Source:

Parcourir la source

Start the python-git project.

Aims to give an interface to git repos that doesn't call out to git directly.
Probably going to be pure python.

Currently can read blobs, trees and commits from the files. It reads both
legacy and new headers. However it is untested for anything but the simple
case.

Can also understand a little about the repository format.

The testsuite uses the nosetests program from Turbogears, as I got annoyed
trying to set up unittest.

Open up a repo by passing it the path to the .git dir. You can then ask for
HEAD with repo.head() or a ref with repo.ref(name). Both return the SHA id
they currently point to. You can then grab this object with
repo.get_object(sha).

For the actual objects the ShaFile.from_file(filename) will return the object
stored in the file whatever it is. To ensure you get the correct type then
call {Blob,Tree,Commit}.from_file(filename). I will add repo methods to do
this for you with file lookup soon.

There is also support for creating blobs. Blob.from_string(string) will create
a blob object from the string. You can then call blob.sha() to get the sha
object for this blob, and hexdigest() on that will get its ID. There is
currently no method that allows you to write it out though.

Everything is currently done with assertions, where much of it should probably
be exceptions. This was merely done for expediency. If you hit an assertion,
it either means you have done something wrong, there is corruption, or
you are trying an unsupported operation.
James Westby il y a 19 ans
commit
ba318695d2

+ 0 - 0
git/__init__.py


+ 283 - 0
git/objects.py

@@ -0,0 +1,283 @@
+import mmap
+import os
+import sha
+import zlib
+
+blob_id = "blob"
+tree_id = "tree"
+commit_id = "commit"
+parent_id = "parent"
+author_id = "author"
+committer_id = "committer"
+
+def _decompress(string):
+    dcomp = zlib.decompressobj()
+    dcomped = dcomp.decompress(string)
+    dcomped += dcomp.flush()
+    return dcomped
+
+def sha_to_hex(sha):
+  """Takes a string and returns the hex of the sha within"""
+  hexsha = ''
+  for c in sha:
+    if ord(c) < 16:
+      hexsha += "0%x" % ord(c)
+    else:
+      hexsha += "%x" % ord(c)
+  assert len(hexsha) == 40, "Incorrect length of sha1 string: %d" % \
+         len(hexsha)
+  return hexsha
+
+class ShaFile(object):
+  """A git SHA file."""
+
+  def _update_contents(self):
+    """Update the _contents from the _text"""
+    self._contents = [ord(c) for c in self._text]
+
+  @classmethod
+  def _parse_legacy_object(cls, map):
+    """Parse a legacy object, creating it and setting object._text"""
+    text = _decompress(map)
+    object = None
+    for posstype in type_map.keys():
+      if text.startswith(posstype):
+        object = type_map[posstype]()

Request 1: Rewrite everything in the commit message from "Open up a repo" down to "it out though.", changing each "filename" to "path".
Request 2: Return every line of the entries that contains the string "tree", treating uppercase and lowercase as different.

(Contour labeling entries)
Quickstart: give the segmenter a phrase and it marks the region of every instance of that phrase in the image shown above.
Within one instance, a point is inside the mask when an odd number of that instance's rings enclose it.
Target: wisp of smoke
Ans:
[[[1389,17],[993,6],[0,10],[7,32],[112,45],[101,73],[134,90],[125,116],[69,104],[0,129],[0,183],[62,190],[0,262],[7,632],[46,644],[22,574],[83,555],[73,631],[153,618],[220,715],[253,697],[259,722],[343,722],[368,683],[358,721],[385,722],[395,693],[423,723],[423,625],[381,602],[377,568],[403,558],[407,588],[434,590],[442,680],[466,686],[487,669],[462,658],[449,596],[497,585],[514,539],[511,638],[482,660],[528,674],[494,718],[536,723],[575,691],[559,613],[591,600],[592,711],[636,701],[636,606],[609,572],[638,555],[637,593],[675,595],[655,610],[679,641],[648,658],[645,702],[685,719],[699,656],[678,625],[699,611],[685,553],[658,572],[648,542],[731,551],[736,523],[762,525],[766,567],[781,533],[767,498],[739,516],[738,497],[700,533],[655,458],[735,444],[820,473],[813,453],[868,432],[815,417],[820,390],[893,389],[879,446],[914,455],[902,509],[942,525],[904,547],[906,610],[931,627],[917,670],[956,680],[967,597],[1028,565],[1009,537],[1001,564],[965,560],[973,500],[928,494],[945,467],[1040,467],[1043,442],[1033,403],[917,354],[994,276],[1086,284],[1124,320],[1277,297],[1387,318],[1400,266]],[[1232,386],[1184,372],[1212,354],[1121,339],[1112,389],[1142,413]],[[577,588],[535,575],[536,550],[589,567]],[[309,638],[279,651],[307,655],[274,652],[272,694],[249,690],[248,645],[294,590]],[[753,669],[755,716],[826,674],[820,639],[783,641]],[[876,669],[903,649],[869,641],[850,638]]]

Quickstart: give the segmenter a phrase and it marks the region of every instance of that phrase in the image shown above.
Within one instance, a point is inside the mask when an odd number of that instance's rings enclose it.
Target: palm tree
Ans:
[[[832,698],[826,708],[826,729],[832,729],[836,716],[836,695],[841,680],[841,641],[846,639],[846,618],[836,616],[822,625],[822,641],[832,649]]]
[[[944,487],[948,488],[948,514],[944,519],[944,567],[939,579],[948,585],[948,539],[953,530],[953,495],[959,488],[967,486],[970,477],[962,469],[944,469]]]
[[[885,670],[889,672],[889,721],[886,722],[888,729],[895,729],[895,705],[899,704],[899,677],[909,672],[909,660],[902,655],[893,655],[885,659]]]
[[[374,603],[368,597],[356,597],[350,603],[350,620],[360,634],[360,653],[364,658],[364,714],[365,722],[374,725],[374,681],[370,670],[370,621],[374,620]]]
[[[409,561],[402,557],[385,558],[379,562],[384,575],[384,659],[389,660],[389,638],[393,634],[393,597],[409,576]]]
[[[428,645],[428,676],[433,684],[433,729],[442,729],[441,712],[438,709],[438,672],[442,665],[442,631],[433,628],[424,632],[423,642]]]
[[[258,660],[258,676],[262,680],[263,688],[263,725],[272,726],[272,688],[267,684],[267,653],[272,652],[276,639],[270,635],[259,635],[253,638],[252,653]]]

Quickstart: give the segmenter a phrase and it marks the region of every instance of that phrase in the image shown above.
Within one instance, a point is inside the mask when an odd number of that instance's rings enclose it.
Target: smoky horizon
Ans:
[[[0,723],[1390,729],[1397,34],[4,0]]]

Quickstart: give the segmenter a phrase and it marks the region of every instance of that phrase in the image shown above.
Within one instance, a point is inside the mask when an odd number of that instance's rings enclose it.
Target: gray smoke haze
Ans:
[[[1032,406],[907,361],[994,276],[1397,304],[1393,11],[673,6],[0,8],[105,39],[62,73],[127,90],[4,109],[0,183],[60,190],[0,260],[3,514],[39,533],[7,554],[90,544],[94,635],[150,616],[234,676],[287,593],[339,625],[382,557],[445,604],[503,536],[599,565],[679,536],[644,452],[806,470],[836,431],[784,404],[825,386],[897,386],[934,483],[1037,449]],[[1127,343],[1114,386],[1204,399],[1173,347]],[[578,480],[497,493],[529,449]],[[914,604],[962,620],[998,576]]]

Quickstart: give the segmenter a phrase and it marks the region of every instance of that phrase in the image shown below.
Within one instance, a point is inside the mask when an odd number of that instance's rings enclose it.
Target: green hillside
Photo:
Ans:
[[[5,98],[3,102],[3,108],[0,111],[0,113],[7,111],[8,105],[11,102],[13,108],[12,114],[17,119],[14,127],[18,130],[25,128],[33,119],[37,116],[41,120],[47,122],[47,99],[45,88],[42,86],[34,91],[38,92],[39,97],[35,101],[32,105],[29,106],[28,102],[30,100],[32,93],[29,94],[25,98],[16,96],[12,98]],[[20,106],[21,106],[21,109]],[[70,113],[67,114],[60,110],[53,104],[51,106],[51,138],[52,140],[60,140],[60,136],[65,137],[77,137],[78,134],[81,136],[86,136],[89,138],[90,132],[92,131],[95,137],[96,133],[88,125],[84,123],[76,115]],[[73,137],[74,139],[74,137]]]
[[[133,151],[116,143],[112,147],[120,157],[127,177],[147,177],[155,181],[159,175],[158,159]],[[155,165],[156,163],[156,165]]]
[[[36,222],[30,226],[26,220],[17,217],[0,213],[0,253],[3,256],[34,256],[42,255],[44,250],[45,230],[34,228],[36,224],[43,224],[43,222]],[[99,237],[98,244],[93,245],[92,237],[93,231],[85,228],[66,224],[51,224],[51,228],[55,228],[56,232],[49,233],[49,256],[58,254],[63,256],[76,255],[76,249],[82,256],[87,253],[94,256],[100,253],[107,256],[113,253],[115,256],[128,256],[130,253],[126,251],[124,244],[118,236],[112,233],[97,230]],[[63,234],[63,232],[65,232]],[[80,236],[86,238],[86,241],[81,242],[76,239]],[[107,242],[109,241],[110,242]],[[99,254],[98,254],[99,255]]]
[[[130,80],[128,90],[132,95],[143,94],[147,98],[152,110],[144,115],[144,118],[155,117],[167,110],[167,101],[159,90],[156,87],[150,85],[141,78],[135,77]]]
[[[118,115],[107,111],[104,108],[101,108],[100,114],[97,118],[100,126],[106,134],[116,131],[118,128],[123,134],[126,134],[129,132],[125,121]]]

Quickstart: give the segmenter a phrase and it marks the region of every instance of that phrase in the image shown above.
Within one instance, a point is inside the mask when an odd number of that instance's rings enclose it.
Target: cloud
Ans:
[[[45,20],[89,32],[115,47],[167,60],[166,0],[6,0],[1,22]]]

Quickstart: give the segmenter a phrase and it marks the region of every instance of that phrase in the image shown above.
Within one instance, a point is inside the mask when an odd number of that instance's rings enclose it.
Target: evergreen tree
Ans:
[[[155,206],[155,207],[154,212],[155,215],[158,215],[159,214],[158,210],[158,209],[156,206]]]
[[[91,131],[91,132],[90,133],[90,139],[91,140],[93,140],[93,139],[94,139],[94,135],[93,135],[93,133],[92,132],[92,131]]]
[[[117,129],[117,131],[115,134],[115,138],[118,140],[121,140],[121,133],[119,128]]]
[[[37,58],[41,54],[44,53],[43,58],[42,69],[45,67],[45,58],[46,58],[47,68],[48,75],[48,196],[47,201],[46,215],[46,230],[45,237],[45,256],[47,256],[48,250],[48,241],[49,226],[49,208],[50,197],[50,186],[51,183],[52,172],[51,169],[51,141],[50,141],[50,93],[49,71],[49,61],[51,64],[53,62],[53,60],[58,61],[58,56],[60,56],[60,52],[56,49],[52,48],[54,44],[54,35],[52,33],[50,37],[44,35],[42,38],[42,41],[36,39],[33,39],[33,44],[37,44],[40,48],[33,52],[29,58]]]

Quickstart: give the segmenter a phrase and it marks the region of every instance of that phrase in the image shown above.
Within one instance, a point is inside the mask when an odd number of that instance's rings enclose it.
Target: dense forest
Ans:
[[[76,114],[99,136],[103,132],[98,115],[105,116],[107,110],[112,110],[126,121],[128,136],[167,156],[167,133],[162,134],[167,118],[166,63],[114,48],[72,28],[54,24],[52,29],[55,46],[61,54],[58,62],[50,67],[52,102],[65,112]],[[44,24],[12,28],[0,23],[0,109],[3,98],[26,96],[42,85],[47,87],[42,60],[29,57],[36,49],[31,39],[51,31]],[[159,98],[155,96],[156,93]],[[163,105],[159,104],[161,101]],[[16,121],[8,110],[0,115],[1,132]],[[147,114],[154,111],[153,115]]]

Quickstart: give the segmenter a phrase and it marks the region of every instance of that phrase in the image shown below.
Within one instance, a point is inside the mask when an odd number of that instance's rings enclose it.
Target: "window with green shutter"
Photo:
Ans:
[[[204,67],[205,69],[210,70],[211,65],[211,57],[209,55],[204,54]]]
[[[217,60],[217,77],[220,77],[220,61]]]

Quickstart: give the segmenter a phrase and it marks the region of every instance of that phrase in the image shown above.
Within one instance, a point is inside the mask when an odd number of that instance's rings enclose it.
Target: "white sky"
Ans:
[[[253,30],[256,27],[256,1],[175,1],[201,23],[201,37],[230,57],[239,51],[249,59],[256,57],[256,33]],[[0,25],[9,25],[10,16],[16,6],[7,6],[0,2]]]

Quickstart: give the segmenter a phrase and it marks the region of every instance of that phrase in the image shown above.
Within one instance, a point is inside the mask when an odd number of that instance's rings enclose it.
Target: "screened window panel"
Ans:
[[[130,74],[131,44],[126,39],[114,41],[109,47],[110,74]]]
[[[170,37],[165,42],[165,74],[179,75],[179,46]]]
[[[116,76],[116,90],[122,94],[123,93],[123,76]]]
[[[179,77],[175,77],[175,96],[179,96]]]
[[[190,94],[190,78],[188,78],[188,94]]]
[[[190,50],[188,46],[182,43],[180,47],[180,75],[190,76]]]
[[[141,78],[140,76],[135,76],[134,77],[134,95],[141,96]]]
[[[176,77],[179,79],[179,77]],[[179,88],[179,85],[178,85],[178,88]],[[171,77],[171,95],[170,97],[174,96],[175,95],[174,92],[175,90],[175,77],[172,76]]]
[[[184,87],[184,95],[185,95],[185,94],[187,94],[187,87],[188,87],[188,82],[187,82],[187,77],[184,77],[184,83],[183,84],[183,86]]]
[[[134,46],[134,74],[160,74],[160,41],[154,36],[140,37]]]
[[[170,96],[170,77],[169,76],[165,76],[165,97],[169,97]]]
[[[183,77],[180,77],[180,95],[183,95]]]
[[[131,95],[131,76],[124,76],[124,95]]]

Expected answer 1:
Open up a repo by passing it the path to the .git dir. You can then ask for
HEAD with repo.head() or a ref with repo.ref(name). Both return the SHA id
they currently point to. You can then grab this object with
repo.get_object(sha).

For the actual objects the ShaFile.from_file(path) will return the object
stored in the file whatever it is. To ensure you get the correct type then
call {Blob,Tree,Commit}.from_file(path). I will add repo methods to do
this for you with file lookup soon.

There is also support for creating blobs. Blob.from_string(string) will create
a blob object from the string. You can then call blob.sha() to get the sha
object for this blob, and hexdigest() on that will get its ID. There is
currently no method that allows you to write it out though.

Expected answer 2:
Target: palm tree
Target: evergreen tree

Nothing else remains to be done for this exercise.